[begin EXTRACTED ENTRIES]
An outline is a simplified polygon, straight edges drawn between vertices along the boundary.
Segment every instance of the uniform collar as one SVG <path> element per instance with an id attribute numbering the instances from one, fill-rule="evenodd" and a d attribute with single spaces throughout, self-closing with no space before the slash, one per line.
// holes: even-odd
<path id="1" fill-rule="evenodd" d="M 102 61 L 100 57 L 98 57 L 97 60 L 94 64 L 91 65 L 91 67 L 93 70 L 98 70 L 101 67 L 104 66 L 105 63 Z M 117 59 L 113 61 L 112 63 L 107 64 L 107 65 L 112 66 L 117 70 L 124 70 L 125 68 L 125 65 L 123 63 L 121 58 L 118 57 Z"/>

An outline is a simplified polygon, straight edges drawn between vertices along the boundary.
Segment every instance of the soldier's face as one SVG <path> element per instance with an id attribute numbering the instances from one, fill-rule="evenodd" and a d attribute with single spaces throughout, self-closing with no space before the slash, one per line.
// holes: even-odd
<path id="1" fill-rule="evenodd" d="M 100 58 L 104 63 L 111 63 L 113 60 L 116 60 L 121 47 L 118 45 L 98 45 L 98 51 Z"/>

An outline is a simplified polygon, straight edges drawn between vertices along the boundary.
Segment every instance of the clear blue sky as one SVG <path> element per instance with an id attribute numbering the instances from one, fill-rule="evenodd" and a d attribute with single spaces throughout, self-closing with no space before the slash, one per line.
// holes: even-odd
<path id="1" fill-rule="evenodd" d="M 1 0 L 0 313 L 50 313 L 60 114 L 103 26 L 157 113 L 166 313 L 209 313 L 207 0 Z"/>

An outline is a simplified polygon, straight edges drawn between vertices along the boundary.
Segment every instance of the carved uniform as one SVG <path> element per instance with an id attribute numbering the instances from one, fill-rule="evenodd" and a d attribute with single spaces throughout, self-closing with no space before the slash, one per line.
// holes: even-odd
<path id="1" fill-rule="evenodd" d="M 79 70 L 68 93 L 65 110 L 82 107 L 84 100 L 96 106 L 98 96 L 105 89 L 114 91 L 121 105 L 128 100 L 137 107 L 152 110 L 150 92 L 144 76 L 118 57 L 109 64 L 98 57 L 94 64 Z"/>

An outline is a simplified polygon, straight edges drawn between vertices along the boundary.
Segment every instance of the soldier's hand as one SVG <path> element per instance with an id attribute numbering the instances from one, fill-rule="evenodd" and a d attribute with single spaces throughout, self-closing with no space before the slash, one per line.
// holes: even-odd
[end EXTRACTED ENTRIES]
## TASK OBJECTIVE
Can you duplicate all of the rows above verbatim, character for character, leaving nothing out and changing nothing?

## EXERCISE RESPONSE
An outline is a simplified polygon, straight edges drawn between vertices along the boundary.
Segment every instance of the uniform collar as one SVG <path> element per instance with an id attribute numbering the instances from one, fill-rule="evenodd" and a d attribute with single spaces throughout, self-closing with no space before the slash, one per line.
// holes: even-odd
<path id="1" fill-rule="evenodd" d="M 102 61 L 100 57 L 98 57 L 97 60 L 94 64 L 91 65 L 91 67 L 93 70 L 98 70 L 101 67 L 104 66 L 105 63 Z M 117 59 L 113 61 L 112 63 L 107 64 L 107 65 L 112 66 L 117 70 L 124 70 L 125 68 L 125 65 L 123 63 L 121 58 L 118 57 Z"/>

An outline is a simplified polygon, straight edges drawn between vertices along the boundary.
Segment every instance of the soldier's face as one SVG <path> element per instance with an id attribute numbering the instances from one, fill-rule="evenodd" and a d attribute with single spaces throughout, self-closing with no space before the slash, one per line.
// holes: even-odd
<path id="1" fill-rule="evenodd" d="M 100 58 L 104 63 L 111 63 L 113 60 L 116 60 L 121 47 L 118 45 L 98 45 L 98 51 Z"/>

An outline is a simplified polygon, straight edges drawn between vertices along the boundary.
Segment every instance of the clear blue sky as one SVG <path> element per instance with an id attribute numbering the instances from one, fill-rule="evenodd" and a d attribute with single spaces throughout, self-closing with no space before the slash, one per line.
// holes: even-odd
<path id="1" fill-rule="evenodd" d="M 1 0 L 0 313 L 50 313 L 60 114 L 103 26 L 157 113 L 166 313 L 209 313 L 207 0 Z"/>

An outline is a simplified polygon, straight edges drawn between vertices along the boundary.
Segment every instance of the carved uniform as one SVG <path> element per instance with an id attribute numbering the instances from one, fill-rule="evenodd" and a d attribute with single spaces throughout, self-closing with no space before the slash, one per line.
// holes: even-odd
<path id="1" fill-rule="evenodd" d="M 79 70 L 68 93 L 65 110 L 82 107 L 84 100 L 96 106 L 98 96 L 105 89 L 114 91 L 121 105 L 128 100 L 137 107 L 152 110 L 150 92 L 144 76 L 118 57 L 109 64 L 98 57 L 94 64 Z"/>

An outline is a simplified polygon, straight edges drawn between vertices along the boundary.
Segment every instance of the soldier's hand as one SVG <path> element per instance with an id attribute numbering the instances from one, fill-rule="evenodd" and a d attribute with single spaces throughout, self-closing with no space before the slash, one per line.
// holes: even-odd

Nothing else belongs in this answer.